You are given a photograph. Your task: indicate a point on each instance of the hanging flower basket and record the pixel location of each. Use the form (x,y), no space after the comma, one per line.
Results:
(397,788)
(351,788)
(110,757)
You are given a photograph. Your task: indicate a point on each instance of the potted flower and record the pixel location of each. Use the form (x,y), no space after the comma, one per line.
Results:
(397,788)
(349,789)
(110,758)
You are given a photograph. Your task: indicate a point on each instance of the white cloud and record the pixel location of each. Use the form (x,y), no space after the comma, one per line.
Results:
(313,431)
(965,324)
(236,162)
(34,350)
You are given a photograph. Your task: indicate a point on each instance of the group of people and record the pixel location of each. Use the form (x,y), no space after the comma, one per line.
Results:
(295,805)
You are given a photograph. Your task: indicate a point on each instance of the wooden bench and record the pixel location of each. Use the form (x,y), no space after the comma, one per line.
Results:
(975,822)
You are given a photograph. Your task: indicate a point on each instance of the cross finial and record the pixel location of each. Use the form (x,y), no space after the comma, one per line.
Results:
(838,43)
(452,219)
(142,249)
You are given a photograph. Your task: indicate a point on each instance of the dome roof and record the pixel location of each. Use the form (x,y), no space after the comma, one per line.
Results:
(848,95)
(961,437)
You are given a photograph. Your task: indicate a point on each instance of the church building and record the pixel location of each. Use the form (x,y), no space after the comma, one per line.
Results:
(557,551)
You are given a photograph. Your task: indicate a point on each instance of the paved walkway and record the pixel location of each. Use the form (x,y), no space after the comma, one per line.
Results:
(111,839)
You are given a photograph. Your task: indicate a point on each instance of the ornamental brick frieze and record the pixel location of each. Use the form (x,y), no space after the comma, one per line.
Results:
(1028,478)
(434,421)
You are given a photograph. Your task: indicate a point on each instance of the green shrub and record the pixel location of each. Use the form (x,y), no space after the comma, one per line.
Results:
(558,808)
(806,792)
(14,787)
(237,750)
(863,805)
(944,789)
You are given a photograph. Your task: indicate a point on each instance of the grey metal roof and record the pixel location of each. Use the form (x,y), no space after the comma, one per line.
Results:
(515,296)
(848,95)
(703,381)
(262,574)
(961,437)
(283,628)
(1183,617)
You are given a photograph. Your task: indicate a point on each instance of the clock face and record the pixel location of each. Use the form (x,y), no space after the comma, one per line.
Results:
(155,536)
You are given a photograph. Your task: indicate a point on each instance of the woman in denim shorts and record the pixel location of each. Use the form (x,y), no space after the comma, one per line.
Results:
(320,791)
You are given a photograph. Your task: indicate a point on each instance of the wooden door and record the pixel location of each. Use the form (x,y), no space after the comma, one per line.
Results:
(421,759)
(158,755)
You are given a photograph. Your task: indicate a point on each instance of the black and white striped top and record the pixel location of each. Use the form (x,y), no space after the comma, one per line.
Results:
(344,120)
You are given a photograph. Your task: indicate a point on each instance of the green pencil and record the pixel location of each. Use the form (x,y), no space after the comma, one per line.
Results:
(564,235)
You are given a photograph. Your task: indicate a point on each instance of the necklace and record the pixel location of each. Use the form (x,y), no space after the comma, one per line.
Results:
# # #
## Short problem
Quote every row above word for word.

## Response below
You are given a photograph. Your task: indicate a point on each instance of the hanging flower basket and record the pixel location of each. Use the form (x,y), no space after the comma, one per line.
Results:
(397,788)
(351,788)
(110,757)
You are given a photograph. Your task: indicate a point on each instance of the potted flower and record the pixel location of each. Use the form (x,y), no space after the comma, one per line.
Results:
(397,788)
(349,789)
(110,758)
You are given a photograph. Your task: indicate a point on each instance of the white cloud and record the pixel location of each. Use the form (x,y), no space after the comma, one per line.
Results:
(313,431)
(965,324)
(236,162)
(34,350)
You are given a photograph. Your task: indicate a point on each instance of the group of people and record the pixel location of each. Use the form (x,y), no space after the comma, one per line.
Results:
(295,805)
You are given a photograph. Your task: indicate a point on each instance of the wooden bench and record the pixel location of each. Use the form (x,y), no space after the comma, one per line.
Results:
(975,822)
You are given a photograph. Your task: indicate a point on each instance of the cross finial and record the pixel location of each. Use the form (x,y), no space after the comma, one per line.
Results:
(838,43)
(452,219)
(142,249)
You are given a photograph. Your task: indicate a point on each instance of the dome roof and record the pixel location of each. Use the form (x,y), no space after the comma, one per line.
Results:
(848,95)
(961,437)
You are given a photograph. Your task: indicate a point on each instance of the church building and record the pixel location of each. Use the form (x,y), no space after the comma, one per line.
Results:
(557,551)
You are given a photograph. Your task: indicate a point on each instance of the paved walkway and record the pixel location of each. Use the form (x,y), no space after the comma, one per line.
Results:
(111,839)
You are given a photograph. Your task: indicate a point on each instance of the ornamental brick frieze and record the pixel location of each. Use the form (x,y), no space after the comma, one per line.
Results:
(1028,478)
(434,421)
You are given a photograph. Your task: indicate a point on each instance of the green shrub and record the pixel location of each. Use the form (x,y), no space after the comma, one per line.
Results:
(558,808)
(806,792)
(14,787)
(237,750)
(863,805)
(944,789)
You are given a photograph. Your task: indicate a point on each instance of the grey metal roof and record the pixel location of each. Use the form (x,y), no space after the comma, one per line.
Results:
(515,296)
(848,95)
(703,381)
(262,574)
(961,437)
(283,628)
(1183,617)
You are given a photograph. Your task: indicate a point on each instance of the clock face and record the pixel location of each. Use the form (x,y), no space after the comma, one per line.
Results:
(155,536)
You are given a photograph. Your task: indicate a point on each instance of the woman in denim shorts and record the pixel location of each. Use the form (x,y), no space after the comma, one per line.
Results:
(320,791)
You are given a photograph. Your task: indicate a point on each instance of the wooden door and record the pixel location of each. Use the form (x,y), no space after the comma, one per line.
Results:
(421,759)
(158,755)
You are given a photograph. Your task: indicate a point on each instance of the black and white striped top and record the pixel location of each. Use the form (x,y), no space after the comma, one per line.
Results:
(344,120)
You are given a photograph. Your task: indicate a point on each instance of the green pencil and record the pixel location of each. Use the form (x,y), no space after the comma, one per line.
Results:
(564,235)
You are given a photograph. Your task: indicate a point on each instance of the necklace and record the pixel location of each. Use the form (x,y), no space after the comma, one per line.
Results:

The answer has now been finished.